*Текст для чтения*
------------------------------
Крайне свободный и независимый по духу человек, близкий по характеру и чертам своей личности Гийому Аполлинеру и Марселю Дюшану, забавно проследить, как сначала Франсис Пикабия открыто враждовал и противостоял, а потом поддерживал и даже возглавил движение «Дада» в ходе своих специально предпринятых «пропагандистских» путешествий в Нью-Йорк, Барселону и Цюрих. Таким же образом развивалось и его творчество. Его дадаистские статьи признаны разрушительными и блестящими, авангардистский альманах «391», который он основал в Нью-Йорке, и который затем издавал в Цюрихе и Париже до 1924 года, а также его абстрактные полотна до Первой мировой войны и «механоморфные» рисунки, напоминающие какие-то странные чертежи будущего, стали не только узнаваемыми, но и знаковыми в истории искусства начала XX века.

После дадаистского этапа, где он, наряду с Тристаном Тцара, являлся одним из признанных лидеров, (1914—1920) Франсис Пикабиа в 1921 году сделал очередной резкий поворот и присоединился к прямым противникам (и одновременно последователям) дада — сюрреалистам. Регулярно его одолевают депрессии, от которых он вынужден лечиться какодилатовыми таблетками (его очень забавляет это слово), также глубоко проникнувшими в его творчество парижского периода. В это время Пикабиа оставляет свой «механический» стиль, несколько лет не пишет маслом, переходит в основном на приёмы коллажа и сюрреалистического объекта. Такова его «Соломенная шляпа» (1921), «Какодилатовая картина» (1922) и «Женщина со спичками» (1923). В этот период одним из наивысших достижений Франсиса Пикабия является, как ни странно, не чистая живопись, а балет и кинофильм «Relache» («Антракт» или «Спектакль отменяется»), сделанный совместно с ярким авангардным композитором Эриком Сати и начинающим молодым кинорежиссёром Рене Клером

Примерно с 1927 года в творчестве Пикабиа начинается стиль «прозрачных картин», в которых он откровенно экспериментирует и ищет различные способы искажения перспективы. Сопоставляя разноразмерные лица, фигуры и предметы, он переплетает их в линейных пространственных наложениях, пытаясь добиться эффекта обмана зрения или игры стереоскопических плоскостных перемещений. В этих картинах крупные прозрачные силуэты, составленные из линий, могут накладываться на мелкий и подробно написанный пейзаж, создавая эффект особого «пространственного сюрреализма», не встречающегося более ни у кого из художников-сюрреалистов. К этому стилю относятся картины «Он и его тень» (1928), «Сфинкс» (1929) и «Медея» (1929).Сюрреалистический период Франсиса Пикабия начинает постепенно угасать и сходит на «нет» к началу 30-х годов. Однако, и на этом его стилистические метаморфозы не заканчиваются.
------------------------------
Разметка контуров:
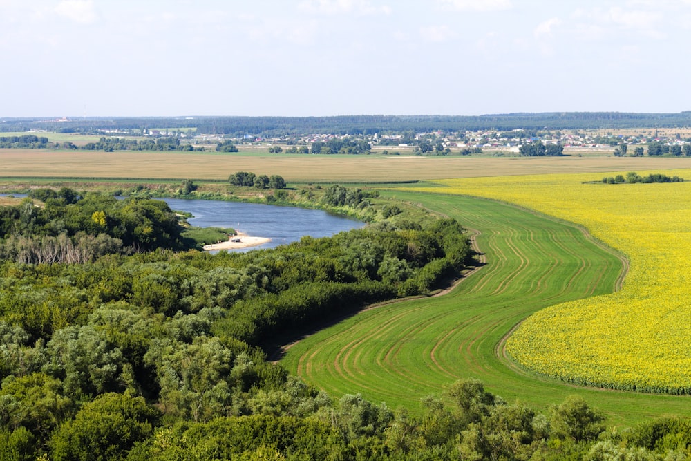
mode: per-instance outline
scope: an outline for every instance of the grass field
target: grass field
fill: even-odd
[[[498,202],[395,191],[456,218],[479,234],[487,264],[451,294],[384,305],[297,343],[282,363],[334,395],[361,393],[392,407],[420,410],[462,377],[477,377],[509,402],[536,408],[578,394],[614,425],[653,416],[691,415],[685,398],[578,388],[536,377],[500,358],[504,335],[548,305],[612,291],[619,257],[578,227]]]
[[[382,182],[551,173],[605,173],[689,167],[691,167],[691,158],[440,158],[269,156],[249,151],[220,154],[0,149],[0,179],[86,177],[219,180],[244,171],[281,175],[288,182]]]
[[[513,199],[497,195],[500,188],[495,181],[501,180],[499,176],[585,171],[591,173],[587,180],[597,181],[613,171],[642,173],[647,169],[690,166],[691,159],[670,158],[444,158],[0,150],[0,176],[225,179],[233,172],[249,171],[280,174],[293,182],[455,177],[470,179],[447,191],[507,201]],[[688,179],[691,172],[680,176]],[[516,189],[515,184],[522,180],[516,177],[514,180]],[[448,184],[422,185],[442,192]],[[568,194],[574,186],[569,183],[562,191]],[[612,290],[622,267],[616,256],[598,249],[573,226],[496,202],[404,191],[404,187],[408,185],[385,194],[420,202],[480,231],[477,241],[486,252],[487,265],[448,296],[368,311],[299,344],[285,358],[290,366],[336,396],[361,392],[375,402],[405,405],[413,411],[419,410],[420,397],[439,394],[459,377],[474,376],[509,401],[519,399],[540,408],[578,393],[605,411],[612,424],[691,413],[691,401],[687,398],[576,387],[535,377],[498,358],[502,350],[498,354],[496,348],[502,338],[531,312]],[[534,195],[540,193],[527,194],[522,204],[539,203],[531,198],[540,198]],[[587,208],[597,200],[584,203]]]
[[[691,170],[670,173],[691,178]],[[587,182],[594,179],[545,175],[444,183],[449,191],[583,224],[630,260],[620,292],[553,306],[521,326],[507,349],[524,366],[579,384],[690,394],[691,182]]]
------------------------------
*Письменное задание 1*
Измените строки с разметкой контуров, заменив «grass field» на «lawn» и оставив всё прочее без изменений. Картинки в ответ не включайте.
*Письменное задание 2*
Напишите продолжение текста о Франсисе Пикабиа, начиная сразу после его последнего предложения.
Текст и строки представляют собой независимые друг от друга материалы.

*Результат задания 1*
mode: per-instance outline
scope: an outline for every instance of the lawn
target: lawn
fill: even-odd
[[[498,202],[395,191],[456,218],[479,234],[487,264],[451,294],[384,305],[297,343],[282,363],[334,395],[361,393],[392,407],[420,410],[462,377],[477,377],[509,402],[536,408],[578,394],[614,425],[653,416],[691,415],[685,398],[578,388],[536,377],[500,358],[504,335],[548,305],[612,291],[619,257],[578,227]]]
[[[382,182],[551,173],[605,173],[689,167],[691,167],[691,158],[440,158],[269,156],[249,151],[220,154],[0,149],[0,179],[86,177],[219,180],[244,171],[281,175],[288,182]]]
[[[513,199],[497,195],[500,188],[495,181],[501,180],[499,176],[585,171],[591,173],[587,180],[597,181],[613,171],[642,173],[647,169],[690,166],[691,159],[670,158],[444,158],[0,150],[0,176],[225,179],[233,172],[249,171],[280,174],[293,182],[455,177],[470,179],[447,191],[507,201]],[[688,179],[691,172],[680,176]],[[516,189],[515,184],[522,180],[516,177],[514,180]],[[448,184],[422,185],[442,192]],[[568,194],[574,186],[569,183],[562,191]],[[612,290],[622,267],[616,256],[598,249],[573,226],[496,202],[404,191],[404,187],[408,185],[385,194],[420,202],[480,231],[477,241],[486,252],[487,265],[448,296],[368,311],[299,344],[285,358],[290,366],[336,396],[361,392],[375,402],[405,405],[413,411],[419,410],[420,397],[439,394],[459,377],[474,376],[509,401],[519,399],[540,408],[578,393],[605,411],[612,424],[691,413],[691,401],[687,398],[576,387],[535,377],[498,358],[502,350],[498,354],[496,348],[502,338],[531,312]],[[534,195],[540,193],[527,194],[522,204],[539,203],[531,198],[540,198]],[[587,208],[597,200],[584,203]]]
[[[691,170],[670,173],[691,178]],[[587,182],[594,179],[545,175],[444,183],[449,191],[583,224],[630,260],[620,292],[553,306],[521,326],[507,349],[524,366],[579,384],[690,394],[691,182]]]

*Результат задания 2*
К середине 1930-х от прозрачных образов Пикабиа переходит к жёстким, брутальным картинам в стиле любительского псевдоклассицизма. [www.if-art.com/pgallery/per/fpicabia/1.html] То ли пародируя, то ли воспроизводя манеру художников-графоманов, Пикабиа переходит к стилистике почти откровенного китча. Он создаёт десятки картин в жанре «ню», аллегории, портреты и даже классические библейской сцены, имеющие нарочито нелепый вид поделки или антиискусства. В это время он особенно много работает на заказ. Франсис Пикабиа по характеру и образу своей жизни всегда был ярко выраженным жуиром и бонвиваном. Любитель красивой жизни и удовольствий, во все времена рекламируемых в туристических проспектах (красивые женщины, гоночные машины, частные яхты, виллы на побережье, солнечные пляжи и.т.д.…), Пикабиа после своего «критического пятидесятилетия» закончил тем, что начал откровенно зарабатывать деньги и переводить своё громкое имя в «кэш». В последний период жизни он перешёл к условной и почти гламурной живописи, служившей немедленной коммерческой выгоде, но совершенно лишённой мощи и оригинальности, присущих его таланту в молодые годы.

Шесть лет войны с Германией Пикабиа пережил в нейтральной Швейцарии. После окончания немецкой оккупации, в 1945 году вернулся в Париж, в последние годы жизни довольно тесно общался с экзистенциалистами. Именно они впоследствии заново открыли его поэтические сочинения и статьи по теории искусства 1910-х годов, на время забытые. Умер в Париже (в доме 82 по улице Маленьких полей, rue des Petits-Champs), похоронен на кладбище Монмартр.

«Представление отменяется»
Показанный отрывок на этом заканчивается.